## Your objective
The records below must be output exactly, without pictures.

START Data provided

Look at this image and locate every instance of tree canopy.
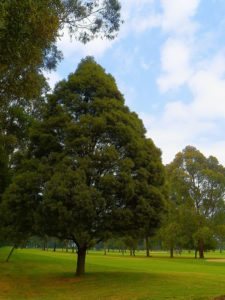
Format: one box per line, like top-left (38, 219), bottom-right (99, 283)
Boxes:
top-left (0, 0), bottom-right (122, 101)
top-left (166, 146), bottom-right (225, 258)
top-left (0, 0), bottom-right (122, 223)
top-left (1, 57), bottom-right (165, 275)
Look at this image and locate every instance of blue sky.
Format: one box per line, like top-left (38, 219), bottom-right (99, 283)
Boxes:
top-left (45, 0), bottom-right (225, 165)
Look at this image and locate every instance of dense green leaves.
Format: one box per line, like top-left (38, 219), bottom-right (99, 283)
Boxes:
top-left (1, 58), bottom-right (165, 275)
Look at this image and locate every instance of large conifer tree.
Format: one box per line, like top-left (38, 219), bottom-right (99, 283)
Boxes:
top-left (1, 58), bottom-right (165, 275)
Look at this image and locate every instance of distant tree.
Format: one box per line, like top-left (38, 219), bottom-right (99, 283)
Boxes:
top-left (158, 200), bottom-right (182, 258)
top-left (126, 137), bottom-right (165, 257)
top-left (1, 58), bottom-right (165, 275)
top-left (123, 235), bottom-right (138, 256)
top-left (167, 146), bottom-right (225, 258)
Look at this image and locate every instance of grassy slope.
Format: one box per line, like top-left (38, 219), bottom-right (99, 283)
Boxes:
top-left (0, 248), bottom-right (225, 300)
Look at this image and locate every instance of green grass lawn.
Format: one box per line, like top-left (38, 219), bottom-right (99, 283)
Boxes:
top-left (1, 247), bottom-right (225, 300)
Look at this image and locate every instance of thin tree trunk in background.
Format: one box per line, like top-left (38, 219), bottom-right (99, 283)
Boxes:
top-left (5, 245), bottom-right (16, 262)
top-left (146, 236), bottom-right (150, 257)
top-left (170, 247), bottom-right (174, 258)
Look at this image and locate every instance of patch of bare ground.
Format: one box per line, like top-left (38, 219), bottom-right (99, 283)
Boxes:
top-left (44, 275), bottom-right (82, 287)
top-left (57, 277), bottom-right (81, 283)
top-left (207, 259), bottom-right (225, 262)
top-left (214, 295), bottom-right (225, 300)
top-left (0, 281), bottom-right (11, 293)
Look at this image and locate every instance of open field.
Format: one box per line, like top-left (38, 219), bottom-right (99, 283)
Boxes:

END Data provided

## Response to the exercise
Look at this image and locate every instance of tree canopy.
Format: one box per line, like top-left (38, 219), bottom-right (99, 283)
Boxes:
top-left (0, 0), bottom-right (122, 101)
top-left (166, 146), bottom-right (225, 258)
top-left (0, 0), bottom-right (122, 223)
top-left (1, 57), bottom-right (165, 275)
Look at this image and locate every instance of blue sky.
Format: one box per line, like top-left (38, 219), bottom-right (99, 283)
Boxes:
top-left (45, 0), bottom-right (225, 165)
Look at this image and locate every instance of dense green leaves.
Format: one box per line, like top-left (38, 219), bottom-right (99, 283)
Boxes:
top-left (1, 58), bottom-right (165, 275)
Look at this image and locate every instance of large conifer tree.
Format: one box per line, like top-left (38, 219), bottom-right (99, 283)
Boxes:
top-left (1, 58), bottom-right (165, 275)
Look at this image and locate every instance of distant tree.
Format: one box per line, like top-left (38, 219), bottom-right (99, 283)
Boxes:
top-left (158, 200), bottom-right (182, 258)
top-left (126, 137), bottom-right (165, 257)
top-left (1, 58), bottom-right (165, 275)
top-left (123, 235), bottom-right (138, 256)
top-left (167, 146), bottom-right (225, 258)
Look at this image and locate every instance of grassy slope.
Format: one box per line, like top-left (38, 219), bottom-right (99, 283)
Boxes:
top-left (0, 248), bottom-right (225, 300)
Look at this image and locate every instance of green grass lawn.
Format: one box per line, like top-left (38, 219), bottom-right (99, 283)
Boxes:
top-left (1, 247), bottom-right (225, 300)
Look at this image and locate every instance of thin tree trunk in background.
Format: one box per line, like top-left (38, 219), bottom-right (99, 283)
Boxes:
top-left (5, 245), bottom-right (16, 262)
top-left (146, 236), bottom-right (150, 257)
top-left (170, 247), bottom-right (174, 258)
Look at this image and locate every instance of patch of bare ground.
Format: one box per line, like top-left (38, 219), bottom-right (99, 283)
Boxes:
top-left (44, 275), bottom-right (82, 287)
top-left (57, 277), bottom-right (81, 283)
top-left (207, 259), bottom-right (225, 262)
top-left (214, 295), bottom-right (225, 300)
top-left (0, 281), bottom-right (11, 293)
Look at this image and locate every instance of open field.
Format: one box per line, like top-left (38, 219), bottom-right (99, 283)
Boxes:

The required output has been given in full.